──────── Dataset
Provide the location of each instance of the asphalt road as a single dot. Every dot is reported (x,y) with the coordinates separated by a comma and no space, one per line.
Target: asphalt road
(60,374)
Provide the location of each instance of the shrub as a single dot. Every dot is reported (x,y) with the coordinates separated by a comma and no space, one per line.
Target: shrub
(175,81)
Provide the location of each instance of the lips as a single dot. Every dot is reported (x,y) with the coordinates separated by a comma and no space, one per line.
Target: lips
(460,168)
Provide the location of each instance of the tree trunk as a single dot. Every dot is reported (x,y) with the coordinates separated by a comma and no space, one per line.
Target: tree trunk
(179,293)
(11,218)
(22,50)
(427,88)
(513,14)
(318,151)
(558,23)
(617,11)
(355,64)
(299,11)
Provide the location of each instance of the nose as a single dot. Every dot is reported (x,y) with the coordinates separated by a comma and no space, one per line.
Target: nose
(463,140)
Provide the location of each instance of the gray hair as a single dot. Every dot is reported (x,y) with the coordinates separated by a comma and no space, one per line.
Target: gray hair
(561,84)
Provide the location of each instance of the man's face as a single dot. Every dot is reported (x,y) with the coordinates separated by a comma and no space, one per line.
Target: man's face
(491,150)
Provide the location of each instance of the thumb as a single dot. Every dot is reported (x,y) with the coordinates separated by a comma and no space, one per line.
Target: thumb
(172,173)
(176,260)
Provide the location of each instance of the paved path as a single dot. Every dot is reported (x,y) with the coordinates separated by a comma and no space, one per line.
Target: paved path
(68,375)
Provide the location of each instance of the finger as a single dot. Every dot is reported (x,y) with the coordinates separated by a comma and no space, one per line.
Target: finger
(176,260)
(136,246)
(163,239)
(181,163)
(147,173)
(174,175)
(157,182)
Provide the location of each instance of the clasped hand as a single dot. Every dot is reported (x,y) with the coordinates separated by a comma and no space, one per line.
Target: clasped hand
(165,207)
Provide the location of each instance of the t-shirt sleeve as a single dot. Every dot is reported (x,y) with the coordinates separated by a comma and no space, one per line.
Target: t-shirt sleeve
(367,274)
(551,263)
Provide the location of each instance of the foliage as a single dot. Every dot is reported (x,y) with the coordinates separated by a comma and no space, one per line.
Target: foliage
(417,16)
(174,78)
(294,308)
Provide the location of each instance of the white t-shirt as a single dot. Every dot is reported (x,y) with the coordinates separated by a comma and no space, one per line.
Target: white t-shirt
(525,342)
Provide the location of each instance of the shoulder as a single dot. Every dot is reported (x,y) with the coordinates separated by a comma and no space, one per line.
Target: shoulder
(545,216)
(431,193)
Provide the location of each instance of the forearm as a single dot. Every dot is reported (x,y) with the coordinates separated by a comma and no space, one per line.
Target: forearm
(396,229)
────────────────
Retype the entire listing above line for line, with no changes to any wording, punctuation, or order.

Provide the location of each instance of the asphalt road as a single dot. Every dot is reported (x,y) with the coordinates separated by a comma and no space, one per line.
Target: asphalt road
(60,374)
Provide the location of each instance of the shrub as a single dot. Every dot is reported (x,y) with the coordinates separated by a comma and no space, one per line.
Target: shrub
(175,81)
Provide the location of each instance of the lips as a single dot. Every dot is reported (x,y) with the coordinates separated by a comma and no space, one per line.
Target: lips
(460,168)
Provide the location of each instance of the tree trunk as a single dot. Every dot is reported (x,y) with the coordinates separated by a comma and no space, one per line.
Target: tree trunk
(179,293)
(11,218)
(22,50)
(427,88)
(513,14)
(318,151)
(558,23)
(617,11)
(355,64)
(299,11)
Provide the location of each instance of the nose as a single dot. Every dot is reported (x,y) with the coordinates separated by a comma and no space, one per line.
Target: nose
(463,140)
Provide the location of each instance of the gray hair as a single dot. Every dot is reported (x,y) with the coordinates separated by a comma and no space, one per line.
Target: gray hair
(561,84)
Provide the location of each instance of the man's face as a single dot. Every dot is reported (x,y) with the coordinates separated by a comma and no space, one per line.
Target: man's face
(491,150)
Provide the location of each instance of the thumb as a single dot. Every dot is reported (x,y) with the coordinates separated by a comma and no space, one per line.
Target: thumb
(172,173)
(176,260)
Provide the location of each instance of the paved path as a single dot. Every dot is reported (x,y) with the coordinates separated by a comma and no space, one per line.
Target: paved path
(68,375)
Provide the location of each instance of the finger as a single dot. Every dot is reported (x,y) with the coordinates separated by a comma and no space, one per line.
Target: finger
(176,260)
(136,246)
(163,239)
(181,163)
(147,173)
(174,175)
(157,182)
Provide the location of each instance of the clasped hand as a single dot. Every dot is reported (x,y) with the coordinates separated by a comma and no space, one per line.
Target: clasped hand
(165,207)
Provide the location of each instance of the t-shirt sleeve as a single dot. Every dot is reported (x,y) with the coordinates separated by a comma and no space, one per line.
Target: t-shirt sleeve
(367,274)
(551,263)
Provide the location of each instance of the foliage as a single dot. Every dot is reported (x,y) with the coordinates separated by a comma and no space, one per line.
Target: foliage
(417,16)
(174,78)
(294,308)
Provide the location of each instance of the white t-shirt as a single dot. Every dot is reported (x,y) with the coordinates separated by a comma and no space, one per line.
Target: white t-shirt
(525,342)
Provide the location of each instance of the shoulder as a single dot. Every dot is reported (x,y) with the coordinates separated by a comma and no space, one per line.
Target: shoulder
(545,216)
(431,193)
Provide the location of each instance of the forearm as a single dot. Every dot is reported (x,y) with the coordinates separated by a comma and no space, one per line.
Target: forearm
(396,229)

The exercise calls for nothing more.